_Given exercise_
In the data below, rewrite the lines from the one containing "the horse muzzle." through the one containing "x=178 y=711", substituting "mark" for "put a dot on" and leaving everything else unchanged. Return only those lines.

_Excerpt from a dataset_
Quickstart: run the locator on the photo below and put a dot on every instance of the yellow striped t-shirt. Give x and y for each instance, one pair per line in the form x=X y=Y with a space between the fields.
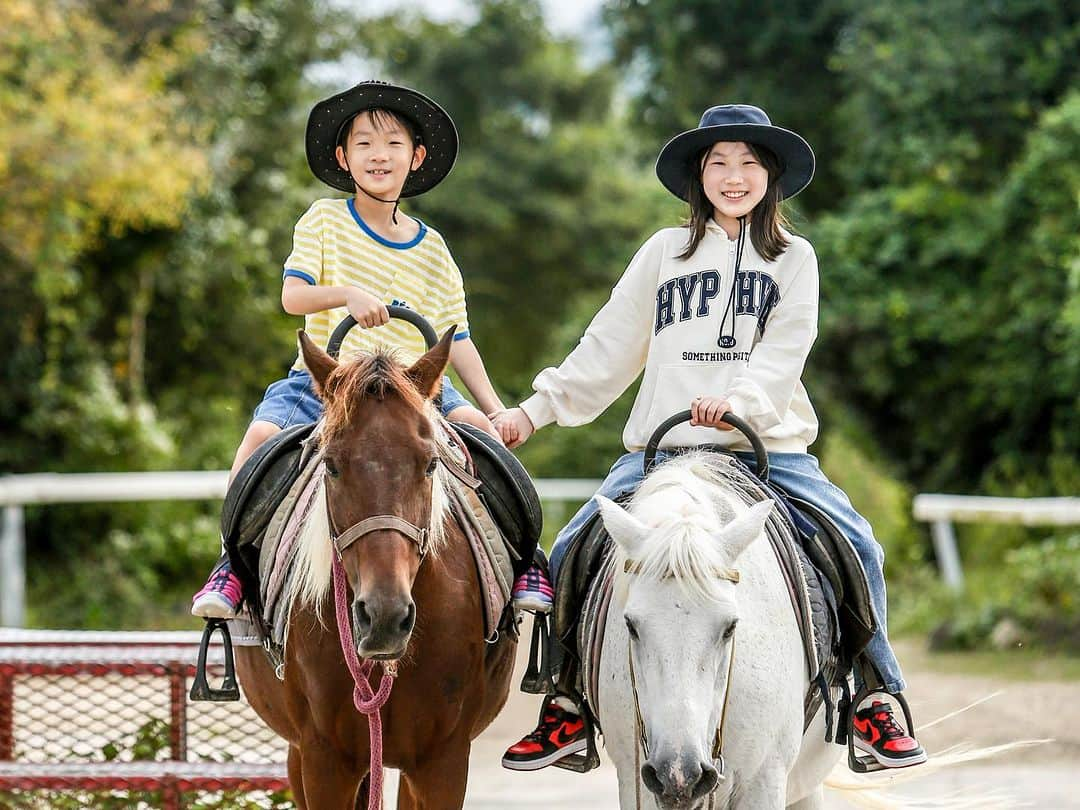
x=334 y=246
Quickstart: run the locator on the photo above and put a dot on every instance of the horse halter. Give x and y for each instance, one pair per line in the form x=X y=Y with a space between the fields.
x=419 y=536
x=731 y=575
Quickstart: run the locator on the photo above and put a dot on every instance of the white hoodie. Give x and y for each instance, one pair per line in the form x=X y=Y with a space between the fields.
x=666 y=315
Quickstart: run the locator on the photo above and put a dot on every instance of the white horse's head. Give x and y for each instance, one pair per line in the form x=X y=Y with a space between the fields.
x=676 y=565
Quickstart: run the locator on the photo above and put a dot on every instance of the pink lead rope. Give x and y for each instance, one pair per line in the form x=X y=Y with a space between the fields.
x=362 y=696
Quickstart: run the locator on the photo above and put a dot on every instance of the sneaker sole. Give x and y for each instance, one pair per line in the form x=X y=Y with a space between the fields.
x=212 y=606
x=917 y=758
x=534 y=604
x=535 y=765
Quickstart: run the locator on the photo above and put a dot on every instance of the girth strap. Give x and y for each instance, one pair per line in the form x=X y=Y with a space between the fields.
x=368 y=525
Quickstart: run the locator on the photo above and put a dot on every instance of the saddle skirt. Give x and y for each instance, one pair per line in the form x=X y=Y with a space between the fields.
x=286 y=482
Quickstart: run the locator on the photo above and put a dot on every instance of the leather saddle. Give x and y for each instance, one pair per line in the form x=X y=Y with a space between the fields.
x=825 y=579
x=507 y=490
x=254 y=495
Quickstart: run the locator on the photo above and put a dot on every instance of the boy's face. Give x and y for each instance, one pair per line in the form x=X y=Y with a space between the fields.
x=734 y=180
x=380 y=153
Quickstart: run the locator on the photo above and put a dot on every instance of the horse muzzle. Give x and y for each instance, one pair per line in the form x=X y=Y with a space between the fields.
x=382 y=626
x=679 y=782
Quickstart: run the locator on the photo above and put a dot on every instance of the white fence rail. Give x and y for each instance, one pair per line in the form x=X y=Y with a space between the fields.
x=19 y=490
x=942 y=511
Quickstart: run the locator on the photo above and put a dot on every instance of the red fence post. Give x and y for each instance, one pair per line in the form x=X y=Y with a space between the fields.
x=7 y=715
x=178 y=711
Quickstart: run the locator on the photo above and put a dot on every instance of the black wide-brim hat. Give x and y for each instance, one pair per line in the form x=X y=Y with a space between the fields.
x=676 y=166
x=433 y=125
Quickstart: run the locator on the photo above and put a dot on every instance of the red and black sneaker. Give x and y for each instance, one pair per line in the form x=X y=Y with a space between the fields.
x=877 y=732
x=559 y=734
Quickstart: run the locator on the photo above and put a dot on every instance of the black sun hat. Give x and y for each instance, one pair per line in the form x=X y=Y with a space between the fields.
x=433 y=125
x=736 y=122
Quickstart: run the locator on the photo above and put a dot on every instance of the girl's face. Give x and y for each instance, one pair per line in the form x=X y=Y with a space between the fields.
x=380 y=154
x=734 y=180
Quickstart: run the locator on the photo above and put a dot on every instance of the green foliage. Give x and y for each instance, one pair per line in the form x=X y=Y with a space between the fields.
x=1028 y=599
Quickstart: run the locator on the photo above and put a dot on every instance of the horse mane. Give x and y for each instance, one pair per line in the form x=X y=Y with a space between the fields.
x=369 y=376
x=685 y=502
x=375 y=375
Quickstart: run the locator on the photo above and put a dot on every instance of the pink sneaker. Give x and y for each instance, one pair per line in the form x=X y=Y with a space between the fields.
x=532 y=591
x=220 y=597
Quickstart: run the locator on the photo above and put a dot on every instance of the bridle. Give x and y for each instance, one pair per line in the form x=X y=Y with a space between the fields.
x=731 y=575
x=418 y=535
x=366 y=700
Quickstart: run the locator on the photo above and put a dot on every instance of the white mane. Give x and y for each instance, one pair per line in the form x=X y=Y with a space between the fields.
x=686 y=502
x=311 y=577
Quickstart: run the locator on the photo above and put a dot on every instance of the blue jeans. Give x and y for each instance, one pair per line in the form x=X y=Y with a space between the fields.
x=798 y=474
x=293 y=401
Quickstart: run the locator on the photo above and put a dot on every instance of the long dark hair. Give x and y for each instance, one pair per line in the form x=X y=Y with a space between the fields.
x=766 y=219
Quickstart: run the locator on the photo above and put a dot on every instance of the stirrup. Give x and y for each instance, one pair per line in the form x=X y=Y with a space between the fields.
x=200 y=687
x=538 y=678
x=867 y=764
x=590 y=758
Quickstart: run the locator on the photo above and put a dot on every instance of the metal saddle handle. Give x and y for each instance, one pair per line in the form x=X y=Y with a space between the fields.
x=760 y=456
x=402 y=313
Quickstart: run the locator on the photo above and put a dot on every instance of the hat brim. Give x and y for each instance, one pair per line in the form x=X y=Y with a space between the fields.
x=434 y=126
x=675 y=164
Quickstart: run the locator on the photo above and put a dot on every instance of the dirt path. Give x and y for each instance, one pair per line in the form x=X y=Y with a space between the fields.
x=1044 y=777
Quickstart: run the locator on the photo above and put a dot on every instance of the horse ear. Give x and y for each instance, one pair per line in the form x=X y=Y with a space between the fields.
x=427 y=373
x=318 y=362
x=621 y=525
x=746 y=527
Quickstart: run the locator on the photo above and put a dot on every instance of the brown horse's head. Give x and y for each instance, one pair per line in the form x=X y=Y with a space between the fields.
x=380 y=457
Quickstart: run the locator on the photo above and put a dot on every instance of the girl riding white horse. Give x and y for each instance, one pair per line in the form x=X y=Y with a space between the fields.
x=701 y=647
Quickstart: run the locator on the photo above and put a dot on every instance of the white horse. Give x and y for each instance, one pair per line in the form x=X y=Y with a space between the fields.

_Completed task_
Quickstart: run the locator on the photo above and mark every instance of the horse muzzle. Give x and y for each instance, one pair per line in the form x=X y=Y with a space between the fields.
x=382 y=626
x=679 y=782
Quickstart: run the locator on the photo above and mark every instance of the white fence rail. Give x and y for each instance, one pair per line in the form x=X y=Y with a space between the fields.
x=19 y=490
x=942 y=511
Quickstart: run the locator on the photo above and mark every instance of the red fence post. Give x and y for each instance, one pair per line in the form x=X y=Y with a space between the fields.
x=7 y=715
x=178 y=711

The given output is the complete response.